### Try it
Pick out each line of the records in which the word "sneaker" appears.

### Dataset records
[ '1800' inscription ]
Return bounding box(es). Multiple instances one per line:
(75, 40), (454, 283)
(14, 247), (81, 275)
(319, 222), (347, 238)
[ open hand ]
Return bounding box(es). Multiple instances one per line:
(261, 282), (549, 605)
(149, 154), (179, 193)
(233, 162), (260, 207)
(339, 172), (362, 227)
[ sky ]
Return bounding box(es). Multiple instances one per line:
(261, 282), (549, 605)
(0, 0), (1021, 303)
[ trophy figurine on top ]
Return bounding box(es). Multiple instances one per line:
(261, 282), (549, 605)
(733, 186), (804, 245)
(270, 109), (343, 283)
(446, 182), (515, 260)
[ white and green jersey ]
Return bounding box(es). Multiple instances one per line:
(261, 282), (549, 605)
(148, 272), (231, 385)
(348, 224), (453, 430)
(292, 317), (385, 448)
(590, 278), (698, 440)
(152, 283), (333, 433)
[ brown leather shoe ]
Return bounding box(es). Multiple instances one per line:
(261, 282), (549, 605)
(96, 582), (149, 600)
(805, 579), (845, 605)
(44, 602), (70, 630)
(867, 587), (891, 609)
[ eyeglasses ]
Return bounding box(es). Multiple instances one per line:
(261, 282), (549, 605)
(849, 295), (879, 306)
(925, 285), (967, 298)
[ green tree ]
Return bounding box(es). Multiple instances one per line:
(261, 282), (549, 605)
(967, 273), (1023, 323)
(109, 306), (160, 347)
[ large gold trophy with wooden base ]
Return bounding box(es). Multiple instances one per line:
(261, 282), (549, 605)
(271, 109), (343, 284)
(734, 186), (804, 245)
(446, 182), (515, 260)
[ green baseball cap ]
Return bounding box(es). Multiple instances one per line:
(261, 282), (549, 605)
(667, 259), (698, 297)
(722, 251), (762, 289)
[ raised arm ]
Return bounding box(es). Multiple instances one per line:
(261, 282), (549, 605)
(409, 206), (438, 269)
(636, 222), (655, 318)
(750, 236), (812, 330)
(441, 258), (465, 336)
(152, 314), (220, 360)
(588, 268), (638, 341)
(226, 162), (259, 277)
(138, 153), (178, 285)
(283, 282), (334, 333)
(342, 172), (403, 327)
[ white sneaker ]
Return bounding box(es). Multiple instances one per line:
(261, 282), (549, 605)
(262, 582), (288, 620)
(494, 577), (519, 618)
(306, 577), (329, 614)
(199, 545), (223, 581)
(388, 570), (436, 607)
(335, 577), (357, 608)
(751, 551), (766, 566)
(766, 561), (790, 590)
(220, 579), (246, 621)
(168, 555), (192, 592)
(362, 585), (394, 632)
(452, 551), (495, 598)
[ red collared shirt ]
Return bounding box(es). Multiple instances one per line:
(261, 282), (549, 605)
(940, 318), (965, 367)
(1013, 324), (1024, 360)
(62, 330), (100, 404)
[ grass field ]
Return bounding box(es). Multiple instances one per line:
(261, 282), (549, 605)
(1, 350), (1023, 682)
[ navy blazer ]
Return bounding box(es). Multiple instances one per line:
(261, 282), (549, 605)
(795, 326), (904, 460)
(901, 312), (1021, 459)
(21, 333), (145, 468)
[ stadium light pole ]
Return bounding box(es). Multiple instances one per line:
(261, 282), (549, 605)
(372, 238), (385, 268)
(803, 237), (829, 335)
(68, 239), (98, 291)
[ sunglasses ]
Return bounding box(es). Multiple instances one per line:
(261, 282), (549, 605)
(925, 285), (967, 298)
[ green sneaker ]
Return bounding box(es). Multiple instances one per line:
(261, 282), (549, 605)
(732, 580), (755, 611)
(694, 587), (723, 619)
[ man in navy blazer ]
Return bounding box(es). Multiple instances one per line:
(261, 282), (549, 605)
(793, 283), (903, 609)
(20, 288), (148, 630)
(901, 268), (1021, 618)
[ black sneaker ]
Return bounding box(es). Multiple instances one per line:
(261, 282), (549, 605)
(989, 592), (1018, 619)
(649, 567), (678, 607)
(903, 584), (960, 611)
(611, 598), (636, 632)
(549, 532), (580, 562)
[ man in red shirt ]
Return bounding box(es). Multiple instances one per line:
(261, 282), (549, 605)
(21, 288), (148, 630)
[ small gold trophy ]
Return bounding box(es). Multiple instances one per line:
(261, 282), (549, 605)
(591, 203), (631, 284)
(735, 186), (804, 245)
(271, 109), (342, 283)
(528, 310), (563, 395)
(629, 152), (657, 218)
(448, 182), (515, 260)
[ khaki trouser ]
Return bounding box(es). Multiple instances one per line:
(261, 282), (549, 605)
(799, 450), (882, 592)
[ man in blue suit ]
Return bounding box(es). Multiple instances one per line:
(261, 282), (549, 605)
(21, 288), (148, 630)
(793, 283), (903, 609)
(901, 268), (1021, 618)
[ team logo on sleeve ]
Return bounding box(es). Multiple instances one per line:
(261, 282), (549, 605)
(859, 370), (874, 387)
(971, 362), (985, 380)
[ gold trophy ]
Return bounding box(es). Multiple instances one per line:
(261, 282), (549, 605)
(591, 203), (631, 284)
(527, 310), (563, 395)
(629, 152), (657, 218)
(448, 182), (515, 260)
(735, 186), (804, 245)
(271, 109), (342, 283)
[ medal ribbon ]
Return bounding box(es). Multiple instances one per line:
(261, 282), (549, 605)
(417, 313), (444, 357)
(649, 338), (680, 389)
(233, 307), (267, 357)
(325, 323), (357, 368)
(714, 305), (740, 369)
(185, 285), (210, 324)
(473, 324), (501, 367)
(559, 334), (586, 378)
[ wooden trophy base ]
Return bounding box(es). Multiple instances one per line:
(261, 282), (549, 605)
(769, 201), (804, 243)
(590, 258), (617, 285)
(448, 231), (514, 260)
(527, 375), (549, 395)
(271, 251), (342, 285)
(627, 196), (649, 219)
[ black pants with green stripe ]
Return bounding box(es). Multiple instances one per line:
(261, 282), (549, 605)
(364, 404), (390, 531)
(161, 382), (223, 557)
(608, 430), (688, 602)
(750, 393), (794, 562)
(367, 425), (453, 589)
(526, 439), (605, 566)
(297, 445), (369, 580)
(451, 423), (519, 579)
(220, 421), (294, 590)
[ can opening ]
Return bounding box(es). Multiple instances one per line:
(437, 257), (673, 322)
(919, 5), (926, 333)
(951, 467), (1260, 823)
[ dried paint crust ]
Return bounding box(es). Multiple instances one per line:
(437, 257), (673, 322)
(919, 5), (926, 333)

### Response to this task
[ white sneaker ]
[ green sneaker ]
[ black sneaker ]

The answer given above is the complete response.